▶ **What you need to do**: Each entry is to be transcribed exactly, with nothing added or dropped.

________________

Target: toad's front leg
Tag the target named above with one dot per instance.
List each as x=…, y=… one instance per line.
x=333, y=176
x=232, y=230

________________

▶ **Written answer**:
Target: toad's front leg
Tag the target named above with one dot per instance.
List each as x=…, y=… one instance per line.
x=333, y=176
x=232, y=230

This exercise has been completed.